- Directions
Give the lines of the records below as a JSON list of strings, one string per line, leaving out any blank lines.

Excerpt from a dataset:
⁂
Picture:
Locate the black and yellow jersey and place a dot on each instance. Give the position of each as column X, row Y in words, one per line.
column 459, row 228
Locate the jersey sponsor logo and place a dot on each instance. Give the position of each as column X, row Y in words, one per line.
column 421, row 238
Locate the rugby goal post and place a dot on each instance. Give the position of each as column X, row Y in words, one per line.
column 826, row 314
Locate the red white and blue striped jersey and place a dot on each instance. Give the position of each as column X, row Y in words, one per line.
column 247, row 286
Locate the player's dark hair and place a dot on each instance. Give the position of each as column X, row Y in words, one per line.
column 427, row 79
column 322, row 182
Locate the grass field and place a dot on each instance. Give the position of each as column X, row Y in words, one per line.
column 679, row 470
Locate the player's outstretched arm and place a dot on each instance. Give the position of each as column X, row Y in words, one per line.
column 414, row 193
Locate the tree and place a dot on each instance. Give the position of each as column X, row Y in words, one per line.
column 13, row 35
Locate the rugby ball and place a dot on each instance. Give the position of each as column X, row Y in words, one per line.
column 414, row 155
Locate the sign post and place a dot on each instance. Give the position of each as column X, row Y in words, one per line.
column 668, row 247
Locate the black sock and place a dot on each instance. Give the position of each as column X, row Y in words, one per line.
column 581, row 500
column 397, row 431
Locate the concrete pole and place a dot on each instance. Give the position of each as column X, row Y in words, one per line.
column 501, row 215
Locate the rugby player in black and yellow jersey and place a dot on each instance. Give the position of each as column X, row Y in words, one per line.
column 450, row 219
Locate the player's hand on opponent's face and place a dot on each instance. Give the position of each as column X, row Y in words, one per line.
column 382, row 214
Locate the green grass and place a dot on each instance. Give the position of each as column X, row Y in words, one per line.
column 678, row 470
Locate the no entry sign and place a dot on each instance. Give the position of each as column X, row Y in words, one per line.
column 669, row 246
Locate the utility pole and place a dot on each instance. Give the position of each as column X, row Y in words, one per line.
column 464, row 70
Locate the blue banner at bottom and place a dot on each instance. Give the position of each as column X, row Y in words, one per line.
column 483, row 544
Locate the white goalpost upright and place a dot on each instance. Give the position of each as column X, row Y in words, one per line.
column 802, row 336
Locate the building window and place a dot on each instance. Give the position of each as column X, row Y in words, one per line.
⁂
- Solution to the exercise
[
  "Picture:",
  "Locate the black and yellow jersey and place a dot on each instance. Give the position of each as column X, row Y in words, one per line.",
  "column 459, row 228",
  "Locate the jersey sponsor logo and place a dot on each instance. Give the position of each as column X, row Y in words, one per line.",
  "column 421, row 238",
  "Locate the rugby goal post and place a dot on each instance. Give the position of each as column X, row Y in words, one per line.",
  "column 826, row 314",
  "Locate the red white and blue striped jersey and place a dot on each instance. Give the position of each as column X, row Y in words, one per line.",
  "column 247, row 286",
  "Locate the player's dark hair and place a dot on each instance. Give the position of each as column X, row Y in words, one per line.",
  "column 427, row 79",
  "column 322, row 182",
  "Locate the grass field and place a dot on each instance. Give the position of each as column X, row Y in words, one per line.",
  "column 679, row 470",
  "Locate the player's outstretched arm and place a dot on each instance. Give the position of each as column X, row Y in words, one per line.",
  "column 414, row 193",
  "Locate the tree and place a dot on each instance. Give the position of each as column X, row Y in words, one per line.",
  "column 13, row 35",
  "Locate the rugby ball and place a dot on each instance. Give the position of each as column X, row Y in words, one per line.",
  "column 414, row 155",
  "Locate the sign post and place a dot on each instance. Give the position of each as column X, row Y in words, one per line.",
  "column 668, row 247",
  "Locate the black sock and place a dot on each instance. Give the position of each as column X, row Y in words, one per line.",
  "column 581, row 500",
  "column 397, row 431",
  "Locate the concrete pole and place a dot on each instance. Give the position of each as column X, row Y in words, one per line.",
  "column 501, row 215",
  "Locate the rugby player in black and yellow jersey and place a dot on each instance. Give the position of each as column X, row Y in words, one per line.",
  "column 450, row 219",
  "Locate the player's hand on opponent's face and place a dot on each instance. Give the position of each as column X, row Y in words, one per line.",
  "column 382, row 214",
  "Locate the green grass and place a dot on each instance. Give the position of each as column X, row Y in words, one per line.",
  "column 678, row 470",
  "Locate the no entry sign and place a dot on each instance. Give the position of each as column X, row Y in words, one per line.",
  "column 669, row 246",
  "Locate the utility pole and place a dot on each instance. Give the position of each as column X, row Y in words, one per line.",
  "column 464, row 70",
  "Locate the blue banner at bottom and place a dot on each instance. Give the position of each as column X, row Y in words, one per line.",
  "column 483, row 544",
  "Locate the white goalpost upright and place a dot on each instance. Give the position of each as column X, row Y in words, one per line.",
  "column 802, row 336",
  "Locate the building window and place a dot on each instance. Give the position of each as column X, row Y in words, one per line."
]